**TASK TO COMPLETE**. Quote, word for word, every line starting at the line that contains "[point] every instance of the man with" and ending with the last line of the records; include both of these lines and no others.

─── GIVEN DATA ───

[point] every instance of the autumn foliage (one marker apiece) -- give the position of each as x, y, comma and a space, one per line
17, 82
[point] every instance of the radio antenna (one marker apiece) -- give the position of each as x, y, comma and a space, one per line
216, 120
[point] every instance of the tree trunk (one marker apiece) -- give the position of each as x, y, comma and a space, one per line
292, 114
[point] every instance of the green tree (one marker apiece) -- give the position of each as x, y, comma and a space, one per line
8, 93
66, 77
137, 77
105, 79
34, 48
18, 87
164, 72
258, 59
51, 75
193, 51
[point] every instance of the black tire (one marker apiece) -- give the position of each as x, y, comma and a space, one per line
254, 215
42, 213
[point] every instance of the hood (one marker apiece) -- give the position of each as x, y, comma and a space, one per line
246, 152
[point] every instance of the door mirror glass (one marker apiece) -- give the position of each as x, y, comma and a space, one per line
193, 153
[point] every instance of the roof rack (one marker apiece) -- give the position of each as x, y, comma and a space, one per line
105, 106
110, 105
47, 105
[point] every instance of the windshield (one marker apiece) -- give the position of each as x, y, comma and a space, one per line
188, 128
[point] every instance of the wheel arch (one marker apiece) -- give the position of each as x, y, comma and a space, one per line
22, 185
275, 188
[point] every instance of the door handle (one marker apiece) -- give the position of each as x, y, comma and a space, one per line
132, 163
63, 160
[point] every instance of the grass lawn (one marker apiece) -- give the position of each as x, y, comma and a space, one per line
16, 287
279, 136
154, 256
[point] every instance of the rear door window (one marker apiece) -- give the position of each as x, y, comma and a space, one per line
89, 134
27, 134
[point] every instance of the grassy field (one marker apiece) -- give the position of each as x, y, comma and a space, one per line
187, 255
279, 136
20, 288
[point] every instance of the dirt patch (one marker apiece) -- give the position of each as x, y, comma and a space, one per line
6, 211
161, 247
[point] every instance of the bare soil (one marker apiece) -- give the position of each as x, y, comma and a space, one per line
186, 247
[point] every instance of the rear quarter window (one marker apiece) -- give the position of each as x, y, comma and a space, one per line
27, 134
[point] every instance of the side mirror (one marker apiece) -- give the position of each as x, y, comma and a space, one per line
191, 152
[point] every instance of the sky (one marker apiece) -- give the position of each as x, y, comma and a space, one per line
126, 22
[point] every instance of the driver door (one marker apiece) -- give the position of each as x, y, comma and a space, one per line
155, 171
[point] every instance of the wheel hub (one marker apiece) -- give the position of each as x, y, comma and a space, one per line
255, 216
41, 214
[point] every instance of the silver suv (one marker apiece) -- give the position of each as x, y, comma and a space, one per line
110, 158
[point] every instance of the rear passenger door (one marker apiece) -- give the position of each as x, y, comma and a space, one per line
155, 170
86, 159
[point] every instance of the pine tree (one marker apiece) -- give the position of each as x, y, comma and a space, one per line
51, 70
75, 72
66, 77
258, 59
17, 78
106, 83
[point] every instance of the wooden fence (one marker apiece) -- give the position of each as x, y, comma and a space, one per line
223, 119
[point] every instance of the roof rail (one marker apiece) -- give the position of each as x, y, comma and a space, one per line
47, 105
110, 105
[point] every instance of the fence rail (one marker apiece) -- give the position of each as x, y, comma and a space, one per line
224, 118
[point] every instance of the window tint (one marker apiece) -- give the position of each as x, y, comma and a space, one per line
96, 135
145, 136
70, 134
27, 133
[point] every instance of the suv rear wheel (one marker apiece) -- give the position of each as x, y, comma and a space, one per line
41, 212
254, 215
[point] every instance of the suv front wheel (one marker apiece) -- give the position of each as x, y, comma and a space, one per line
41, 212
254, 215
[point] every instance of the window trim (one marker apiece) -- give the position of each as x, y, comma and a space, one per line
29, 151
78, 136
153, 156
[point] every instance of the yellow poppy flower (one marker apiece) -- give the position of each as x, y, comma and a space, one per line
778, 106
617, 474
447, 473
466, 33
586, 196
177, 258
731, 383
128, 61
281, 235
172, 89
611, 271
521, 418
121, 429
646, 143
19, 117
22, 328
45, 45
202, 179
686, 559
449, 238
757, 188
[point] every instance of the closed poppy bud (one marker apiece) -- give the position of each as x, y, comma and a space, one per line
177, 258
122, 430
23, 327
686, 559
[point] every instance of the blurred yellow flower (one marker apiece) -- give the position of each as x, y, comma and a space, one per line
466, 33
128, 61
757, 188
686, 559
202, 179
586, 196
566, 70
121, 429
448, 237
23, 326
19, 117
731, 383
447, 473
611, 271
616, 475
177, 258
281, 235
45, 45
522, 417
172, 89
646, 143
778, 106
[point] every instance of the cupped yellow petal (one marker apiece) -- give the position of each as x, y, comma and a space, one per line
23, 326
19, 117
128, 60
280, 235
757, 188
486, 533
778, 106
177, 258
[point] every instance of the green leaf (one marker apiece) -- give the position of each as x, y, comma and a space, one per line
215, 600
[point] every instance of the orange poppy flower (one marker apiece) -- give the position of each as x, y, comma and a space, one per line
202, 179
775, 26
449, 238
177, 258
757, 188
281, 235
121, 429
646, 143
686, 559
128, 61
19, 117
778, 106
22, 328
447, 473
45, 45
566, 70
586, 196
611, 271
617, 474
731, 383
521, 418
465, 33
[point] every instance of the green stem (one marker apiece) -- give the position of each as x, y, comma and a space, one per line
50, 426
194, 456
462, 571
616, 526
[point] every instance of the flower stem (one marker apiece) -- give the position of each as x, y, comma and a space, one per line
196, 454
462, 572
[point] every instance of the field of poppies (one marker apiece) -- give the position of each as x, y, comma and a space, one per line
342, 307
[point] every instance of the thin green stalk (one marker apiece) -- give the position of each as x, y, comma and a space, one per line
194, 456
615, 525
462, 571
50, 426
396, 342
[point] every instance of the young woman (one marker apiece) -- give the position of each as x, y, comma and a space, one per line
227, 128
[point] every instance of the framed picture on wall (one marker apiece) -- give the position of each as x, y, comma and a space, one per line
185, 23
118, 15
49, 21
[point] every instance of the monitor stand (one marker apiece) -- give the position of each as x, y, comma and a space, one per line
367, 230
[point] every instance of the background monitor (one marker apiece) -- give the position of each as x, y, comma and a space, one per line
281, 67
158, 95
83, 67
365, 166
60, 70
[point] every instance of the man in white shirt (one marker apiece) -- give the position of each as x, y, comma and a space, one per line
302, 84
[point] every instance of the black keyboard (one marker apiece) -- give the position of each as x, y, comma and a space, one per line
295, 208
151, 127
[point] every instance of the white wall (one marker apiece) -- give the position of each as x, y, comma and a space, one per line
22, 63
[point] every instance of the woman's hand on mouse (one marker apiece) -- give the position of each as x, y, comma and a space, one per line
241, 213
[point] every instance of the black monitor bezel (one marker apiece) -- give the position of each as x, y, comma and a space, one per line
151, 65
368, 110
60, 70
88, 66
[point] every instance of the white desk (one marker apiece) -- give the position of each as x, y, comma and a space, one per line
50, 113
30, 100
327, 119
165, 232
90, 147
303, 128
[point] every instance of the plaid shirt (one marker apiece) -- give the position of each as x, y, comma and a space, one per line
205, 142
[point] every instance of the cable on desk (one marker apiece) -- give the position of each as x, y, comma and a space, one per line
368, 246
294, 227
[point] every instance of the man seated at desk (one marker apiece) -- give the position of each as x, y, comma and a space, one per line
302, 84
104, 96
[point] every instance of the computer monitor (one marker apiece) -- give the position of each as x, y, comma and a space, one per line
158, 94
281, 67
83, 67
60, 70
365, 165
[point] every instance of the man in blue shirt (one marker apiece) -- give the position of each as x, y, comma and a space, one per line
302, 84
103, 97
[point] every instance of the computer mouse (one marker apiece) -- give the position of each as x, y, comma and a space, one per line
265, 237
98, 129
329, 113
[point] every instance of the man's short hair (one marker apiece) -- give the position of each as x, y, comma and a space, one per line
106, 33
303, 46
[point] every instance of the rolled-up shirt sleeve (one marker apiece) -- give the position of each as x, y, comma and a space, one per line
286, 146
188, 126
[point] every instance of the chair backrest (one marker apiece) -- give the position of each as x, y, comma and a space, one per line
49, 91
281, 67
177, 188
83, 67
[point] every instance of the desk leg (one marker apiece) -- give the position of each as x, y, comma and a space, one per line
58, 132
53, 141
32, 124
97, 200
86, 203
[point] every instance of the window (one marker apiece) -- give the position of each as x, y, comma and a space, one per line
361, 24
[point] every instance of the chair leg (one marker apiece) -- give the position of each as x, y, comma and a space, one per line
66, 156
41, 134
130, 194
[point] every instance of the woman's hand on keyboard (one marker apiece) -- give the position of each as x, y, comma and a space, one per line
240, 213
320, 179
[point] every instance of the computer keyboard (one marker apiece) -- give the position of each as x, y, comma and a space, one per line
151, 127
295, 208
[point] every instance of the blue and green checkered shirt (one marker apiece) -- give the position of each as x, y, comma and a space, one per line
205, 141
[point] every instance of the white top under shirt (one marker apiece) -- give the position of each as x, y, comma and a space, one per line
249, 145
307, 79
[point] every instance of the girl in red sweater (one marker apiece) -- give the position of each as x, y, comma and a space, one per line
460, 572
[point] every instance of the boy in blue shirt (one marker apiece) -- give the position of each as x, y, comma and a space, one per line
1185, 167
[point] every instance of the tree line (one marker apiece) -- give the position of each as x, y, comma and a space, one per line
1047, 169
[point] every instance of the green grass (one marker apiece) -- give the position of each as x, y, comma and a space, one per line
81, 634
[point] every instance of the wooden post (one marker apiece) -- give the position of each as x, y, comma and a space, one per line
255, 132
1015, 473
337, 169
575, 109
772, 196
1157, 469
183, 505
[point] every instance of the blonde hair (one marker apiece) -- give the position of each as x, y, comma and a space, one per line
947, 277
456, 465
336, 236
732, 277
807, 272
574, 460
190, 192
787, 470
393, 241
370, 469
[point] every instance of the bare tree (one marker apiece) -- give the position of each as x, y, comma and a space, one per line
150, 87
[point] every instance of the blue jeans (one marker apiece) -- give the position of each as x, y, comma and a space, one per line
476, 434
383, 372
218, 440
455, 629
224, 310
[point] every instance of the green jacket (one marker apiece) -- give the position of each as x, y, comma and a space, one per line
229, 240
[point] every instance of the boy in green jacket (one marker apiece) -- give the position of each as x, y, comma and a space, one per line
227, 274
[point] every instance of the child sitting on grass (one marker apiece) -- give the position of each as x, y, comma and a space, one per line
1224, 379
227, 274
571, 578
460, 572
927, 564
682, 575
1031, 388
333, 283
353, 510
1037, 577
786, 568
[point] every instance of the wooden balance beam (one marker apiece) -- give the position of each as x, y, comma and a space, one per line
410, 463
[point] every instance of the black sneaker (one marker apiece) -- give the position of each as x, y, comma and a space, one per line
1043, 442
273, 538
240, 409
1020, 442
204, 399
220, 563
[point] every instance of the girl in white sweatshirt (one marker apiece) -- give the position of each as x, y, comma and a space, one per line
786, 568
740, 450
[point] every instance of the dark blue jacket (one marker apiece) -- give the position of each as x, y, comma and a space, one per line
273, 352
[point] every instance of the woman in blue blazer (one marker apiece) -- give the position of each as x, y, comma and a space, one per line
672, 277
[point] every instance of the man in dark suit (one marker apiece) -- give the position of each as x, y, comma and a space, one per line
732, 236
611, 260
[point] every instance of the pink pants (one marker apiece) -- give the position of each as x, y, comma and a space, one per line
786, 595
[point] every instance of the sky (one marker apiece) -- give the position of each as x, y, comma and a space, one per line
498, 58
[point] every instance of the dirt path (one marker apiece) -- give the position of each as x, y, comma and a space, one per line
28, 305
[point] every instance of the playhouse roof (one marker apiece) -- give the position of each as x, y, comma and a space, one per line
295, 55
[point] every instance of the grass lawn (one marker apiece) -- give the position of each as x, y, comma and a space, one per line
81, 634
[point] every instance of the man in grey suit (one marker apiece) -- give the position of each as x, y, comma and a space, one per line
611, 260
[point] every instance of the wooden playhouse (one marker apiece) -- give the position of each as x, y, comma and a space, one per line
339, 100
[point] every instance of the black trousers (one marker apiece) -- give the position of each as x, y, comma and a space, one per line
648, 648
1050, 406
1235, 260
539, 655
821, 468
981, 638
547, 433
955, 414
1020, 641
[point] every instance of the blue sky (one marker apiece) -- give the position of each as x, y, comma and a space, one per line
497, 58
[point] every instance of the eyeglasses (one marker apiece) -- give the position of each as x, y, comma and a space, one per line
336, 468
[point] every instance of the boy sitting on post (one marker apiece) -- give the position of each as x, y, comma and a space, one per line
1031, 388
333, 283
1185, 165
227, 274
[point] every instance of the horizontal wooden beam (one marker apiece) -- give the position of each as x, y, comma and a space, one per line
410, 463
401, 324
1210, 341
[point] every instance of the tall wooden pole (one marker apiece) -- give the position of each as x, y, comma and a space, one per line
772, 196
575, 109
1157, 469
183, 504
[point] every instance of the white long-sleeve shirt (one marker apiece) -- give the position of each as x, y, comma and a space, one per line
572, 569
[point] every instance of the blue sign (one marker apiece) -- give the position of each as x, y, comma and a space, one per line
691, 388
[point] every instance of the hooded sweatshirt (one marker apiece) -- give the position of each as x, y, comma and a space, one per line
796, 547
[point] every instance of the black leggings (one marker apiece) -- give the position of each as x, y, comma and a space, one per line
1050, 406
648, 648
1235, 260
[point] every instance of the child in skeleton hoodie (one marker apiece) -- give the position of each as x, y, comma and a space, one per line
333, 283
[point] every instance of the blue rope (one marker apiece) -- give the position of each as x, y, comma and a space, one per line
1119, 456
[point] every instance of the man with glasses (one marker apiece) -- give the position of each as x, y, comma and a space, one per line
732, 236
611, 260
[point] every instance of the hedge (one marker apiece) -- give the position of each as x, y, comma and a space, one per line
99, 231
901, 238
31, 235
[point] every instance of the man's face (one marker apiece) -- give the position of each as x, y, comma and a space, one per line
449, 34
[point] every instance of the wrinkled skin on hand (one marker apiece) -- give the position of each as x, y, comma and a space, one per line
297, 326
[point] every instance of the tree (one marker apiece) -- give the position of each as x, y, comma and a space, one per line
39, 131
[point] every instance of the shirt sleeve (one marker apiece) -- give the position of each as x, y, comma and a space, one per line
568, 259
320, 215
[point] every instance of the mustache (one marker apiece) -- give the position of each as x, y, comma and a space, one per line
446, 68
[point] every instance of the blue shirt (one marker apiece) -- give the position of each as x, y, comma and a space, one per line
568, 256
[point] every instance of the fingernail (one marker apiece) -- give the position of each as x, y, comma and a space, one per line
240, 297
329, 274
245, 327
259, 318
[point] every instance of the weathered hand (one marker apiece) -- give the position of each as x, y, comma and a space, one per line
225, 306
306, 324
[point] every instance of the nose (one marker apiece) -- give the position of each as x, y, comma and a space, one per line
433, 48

───

**TASK RESULT**.
[point] every instance of the man with glasses (one marker apiece) -- give the position of each as x, y, comma and a space, one per line
732, 236
611, 260
[point] every instance of the hedge (one marker apiece) -- give the position of each as x, y, comma and a space, one per line
99, 231
901, 238
31, 235
[point] every instance of the man's face (one marker apiece) -- give the position of each as x, y, comma and a space, one per line
449, 34
[point] every instance of the wrinkled skin on hand (one marker apiece) -- give the position of each as x, y, comma and a space, one per line
297, 326
[point] every instance of the tree (one marker apiece) -- give the position of each as x, y, comma and a space, one per line
39, 131
[point] every instance of the shirt sleeve (one marker apiece) -- give the position of each as x, y, comma and a space, one per line
568, 259
320, 215
[point] every instance of the mustache (one marker apiece) -- give the position of each as x, y, comma and a space, one per line
446, 68
[point] every instance of the blue shirt (one marker apiece) -- give the position of each as x, y, comma and a space, one per line
568, 256
[point] every instance of the fingernail (one marker apiece) -- give the position of each as x, y, comma and a space, one per line
240, 297
329, 274
245, 327
259, 318
[point] every instance of the weathered hand (one marker apiece) -- give the position of each as x, y, comma and a space, one per line
225, 306
306, 324
[point] every instance of the nose (one marker apiece) -- give the position of each as x, y, comma and a space, one per line
433, 48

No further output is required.